Referring expression data:

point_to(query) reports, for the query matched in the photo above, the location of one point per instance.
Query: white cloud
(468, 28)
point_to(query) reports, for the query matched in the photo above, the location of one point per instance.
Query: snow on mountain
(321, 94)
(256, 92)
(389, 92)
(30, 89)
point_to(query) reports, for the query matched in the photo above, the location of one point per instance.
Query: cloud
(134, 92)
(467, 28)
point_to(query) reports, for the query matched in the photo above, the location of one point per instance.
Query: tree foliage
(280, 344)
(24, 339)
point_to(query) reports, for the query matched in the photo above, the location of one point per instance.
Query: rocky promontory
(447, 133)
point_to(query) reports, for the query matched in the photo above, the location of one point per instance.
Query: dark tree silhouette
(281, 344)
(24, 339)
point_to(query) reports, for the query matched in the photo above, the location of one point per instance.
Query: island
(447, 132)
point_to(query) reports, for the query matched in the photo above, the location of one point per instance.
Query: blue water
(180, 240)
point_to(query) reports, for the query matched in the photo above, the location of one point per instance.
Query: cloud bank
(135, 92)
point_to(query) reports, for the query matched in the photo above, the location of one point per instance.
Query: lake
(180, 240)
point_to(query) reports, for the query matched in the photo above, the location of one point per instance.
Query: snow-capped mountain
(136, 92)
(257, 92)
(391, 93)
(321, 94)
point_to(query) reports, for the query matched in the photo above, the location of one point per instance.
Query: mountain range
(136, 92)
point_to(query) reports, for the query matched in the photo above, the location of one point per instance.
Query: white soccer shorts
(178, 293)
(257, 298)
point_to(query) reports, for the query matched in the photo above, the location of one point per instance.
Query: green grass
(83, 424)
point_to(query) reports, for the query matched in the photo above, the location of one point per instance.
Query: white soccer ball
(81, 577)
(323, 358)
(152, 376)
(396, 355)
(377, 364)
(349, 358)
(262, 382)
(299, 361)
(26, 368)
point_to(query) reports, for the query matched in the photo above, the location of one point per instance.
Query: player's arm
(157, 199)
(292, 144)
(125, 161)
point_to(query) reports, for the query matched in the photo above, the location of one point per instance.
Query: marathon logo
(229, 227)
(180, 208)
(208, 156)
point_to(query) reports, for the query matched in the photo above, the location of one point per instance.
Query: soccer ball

Problem description | The response has to contain every record shown above, unaltered and complete.

Exercise result |
point_to(query) reports, for the query matched in the photo above, the location of one point per instance.
Query: white cloud
(468, 28)
point_to(query) reports, for the query matched in the photo above, the location of one point per instance.
Query: snow on mountain
(321, 94)
(256, 92)
(389, 92)
(30, 89)
point_to(query) reports, for the query matched in the photo above, the location of one point per instance.
Query: cloud
(134, 92)
(467, 28)
point_to(query) reports, for the query matched in the photo above, the location of one point per instance.
Query: tree foliage
(280, 344)
(24, 339)
point_to(query) reports, for the query matched in the photo above, the location of one point per instance.
Query: rocky promontory
(447, 133)
point_to(query) reports, for the query matched in the photo above, the location of one point per instance.
Query: dark tree silhouette
(281, 344)
(24, 339)
point_to(query) reports, for the query matched in the photo above, the location of one point per instance.
Query: island
(447, 132)
point_to(query) reports, for the query matched in the photo above, the location of one point per instance.
Query: blue water
(180, 240)
point_to(query) reports, for the query matched in the photo above, the location of one point per instance.
Query: cloud bank
(135, 92)
point_to(query) reports, for the query matched in the photo above, the location of one point per instance.
Query: lake
(180, 240)
point_to(query) reports, for the query matched in the photo above, the location of one point per instance.
Query: snow-capped mountain
(136, 92)
(257, 92)
(391, 93)
(321, 94)
point_to(query) reports, for the query matched in the photo above, the location of one point per instance.
Query: mountain range
(136, 92)
point_to(query) reports, for the query matched in the photo above, the location of one point per instance.
Query: white soccer shorts
(178, 293)
(257, 298)
point_to(query) reports, for the query matched in the photo above, the location of one point per instance.
Query: green grass
(83, 424)
point_to(query) reports, for the query matched in the photo above, the location of one point per instance.
Query: white soccer ball
(81, 577)
(323, 358)
(152, 376)
(396, 355)
(377, 364)
(349, 358)
(262, 382)
(299, 361)
(26, 368)
point_to(query) reports, for the query matched in the photo above, the location of one point per instance.
Query: player's arm
(157, 199)
(292, 144)
(125, 161)
point_to(query) reports, for the query matched in the photo above, the location of one point per instance.
Query: marathon logo
(229, 227)
(180, 208)
(208, 156)
point_to(query) reports, for the query matched in the photo above, the location of one point per instance.
Query: soccer ball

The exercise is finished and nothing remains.